Tasks to complete:
a) In the article about White Rock nurse Laura Mawhinney's relief trip to Haiti, what will the proceeds from her newly opened thrift store benefit?
b) Carry on the article about White Rock nurse Laura Mawhinney's relief trip to Haiti from the point where it stops.

Extract to read:
White Rock’s Laura Mawhinney tends to a patient during a relief trip to Haiti in 2010.

White Rock’s Laura Mawhinney tends to a patient during a relief trip to Haiti in 2010.

Finding joy in the bleakest of settings

White Rock nurse adds local connection to Haiti support

Gripping her warm Starbucks cup, Laura Mawhinney stepped off the plane and entered an entirely different scene than the one she left in sunny Miami.

Despite the short flight, it was as if the White Rock native had entered another world.

Only one word came to mind when Mawhinney, 36, described stepping out of the plane in earthquake-ravaged Haiti in 2010: Chaos.

“You feel like you’ve just entered into a dream. I can’t even properly articulate what it looks like there. It’s like a bomb went off. Worst of all, I’m afraid if you go back in 10 years, it will be the same,” Mawhinney said.

Sitting in her newly opened thrift store – proceeds from which will benefit Haiti relief – it is hard at first to imagine the blonde, bubbly woman in the trenches of a post-disaster country. Even family and friends were skeptical when they heard her plans to go to Haiti in 2010.

“Everyone thought I was crazy. But I saw it on television and I’ve never felt a pull to go anywhere in my life like that. I became obsessed and I would watch it on television every night. Watching them, I knew I could help,” Mawhinney said.

A former nurse, Mawhinney began scouring ways she could lend her medical skills to the relief. Despite finding a group that would help her come to Haiti, Mawhinney admits she knew that she was meant for more than what was initially planned.

“I knew in my heart I wasn’t going to team up with that group, but I did it so my parents would say ‘OK, you’re going somewhere safe,’” she said. “But I had this idea in my head that I was going to work under the UN, and work in a medical tent.”

While preparing for the flight from Miami to Haiti, Mawhinney’s fellow passengers turned out to be two doctors heading to work at a medical tent – an opportunity she knew she had to seize.

Information provided:
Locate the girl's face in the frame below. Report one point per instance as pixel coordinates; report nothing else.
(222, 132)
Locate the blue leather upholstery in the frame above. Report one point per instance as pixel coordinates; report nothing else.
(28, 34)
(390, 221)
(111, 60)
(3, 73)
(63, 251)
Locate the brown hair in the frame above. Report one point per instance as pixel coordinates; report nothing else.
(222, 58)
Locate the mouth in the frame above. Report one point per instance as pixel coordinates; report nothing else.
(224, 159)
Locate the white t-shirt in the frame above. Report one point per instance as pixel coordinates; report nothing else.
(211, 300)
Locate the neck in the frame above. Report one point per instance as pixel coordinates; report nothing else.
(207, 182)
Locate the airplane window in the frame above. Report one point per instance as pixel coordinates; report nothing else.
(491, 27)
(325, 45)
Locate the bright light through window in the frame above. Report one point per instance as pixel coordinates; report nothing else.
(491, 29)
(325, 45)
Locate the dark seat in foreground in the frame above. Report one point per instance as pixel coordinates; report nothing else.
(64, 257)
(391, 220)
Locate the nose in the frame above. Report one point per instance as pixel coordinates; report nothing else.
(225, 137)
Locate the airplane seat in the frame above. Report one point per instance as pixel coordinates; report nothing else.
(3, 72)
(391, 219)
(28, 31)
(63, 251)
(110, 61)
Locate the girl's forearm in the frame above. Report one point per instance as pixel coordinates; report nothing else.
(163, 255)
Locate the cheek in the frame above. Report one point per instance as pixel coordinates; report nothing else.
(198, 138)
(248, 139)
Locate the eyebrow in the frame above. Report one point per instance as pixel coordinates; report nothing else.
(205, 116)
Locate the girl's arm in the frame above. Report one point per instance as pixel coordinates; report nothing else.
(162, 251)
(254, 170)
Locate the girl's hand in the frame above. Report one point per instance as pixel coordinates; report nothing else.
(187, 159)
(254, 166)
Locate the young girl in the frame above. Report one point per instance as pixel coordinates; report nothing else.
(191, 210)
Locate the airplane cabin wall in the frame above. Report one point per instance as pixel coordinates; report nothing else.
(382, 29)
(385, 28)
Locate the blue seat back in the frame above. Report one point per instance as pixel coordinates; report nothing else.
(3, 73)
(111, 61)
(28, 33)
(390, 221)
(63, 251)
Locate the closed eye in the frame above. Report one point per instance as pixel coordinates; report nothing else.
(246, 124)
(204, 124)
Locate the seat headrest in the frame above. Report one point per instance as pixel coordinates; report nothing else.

Answers below:
a) Haiti relief.

b)
She quickly made her move and sat down beside the doctor, explaining her story and her desire to work alongside doctors as a nurse. Despite initial reservations, the doctors eventually agreed to bring Mawhinney – and her friend and fellow nurse, Aaron, with whom she had connected with online –along with them.

“Before I knew it, we were being ushered into their van and then the crazy part happened. My friend, Sarah, who was the co-ordinator of relief efforts at the time, told us that two people had pulled out at the last minute, and of the 36,000 people in this tent city, we were the only nurses,” Mawhinney said. “I got goosebumps.”

Immediately, Mawhinney was thrown into a world full of disease, pain and death. Each day would bring another story of someone who had lost everything, with little hope of getting anything back.

Yet, despite all that had happened, Mawhinney found there was still a light that shone from the people of Haiti.

“They have so much resilience. They find joy in the bleakest of circumstances. While I was there, I saw a wedding. A wedding in the midst of all the chaos. I couldn’t believe it,” she said.

One girl in particular struck a chord for Mawhinney.

Everyday, the little girl, who was no older than 11, came by to visit Mawhinney, who would stock her up with medical supplies for her foot, which was nearly severed after the roof of her house collapsed on her while she was eating breakfast.

On Mawhinney’s last day, she offered the girl adult vitamins for her parents, not knowing that both had perished in the earthquake.

“I hadn’t cried at all, but when I offered the vitamins and she told me both her mother and father had died when the roof collapsed, I couldn’t hold it in any longer. She was the only one who had survived and she had been stuck there for five or six days, with the bodies of her mother, father and grandfather buried around her,” Mawhinney said. “But she was telling me this so calmly and I had to stop because I didn’t want to make it worse for her.

“When we were saying goodbye, she told me she wanted to be a nurse like me, so I gave her my stethoscope.”

• • •

Once she had returned from her trip, Mawhinney found it difficult to make the transition back to a normal life in White Rock, all the while knowing there was still work to be done.

Finally, months after her return, after a series of setbacks, Mawhinney reached her breaking point. Going to the beach by her home, she stepped out onto the sand and experienced a moment of clarity.

“I’m standing there, and everyone always talks about God’s audible voice, but I never understood that, but then I felt the strongest peace come over me and say, ‘That’s OK, because you’re going to open a thrift store,’” Mawhinney said.

Soon after making the announcement to family and friends of her goal, Mawhinney began setting the wheels in motion for her latest endeavour, Project Aftershock, a thrift store benefitting the people of Haiti.

Within a week of her decision, Mawhinney had found a location and donations began pouring in. Even finding the spot for the store was fate, Mawhinney explained.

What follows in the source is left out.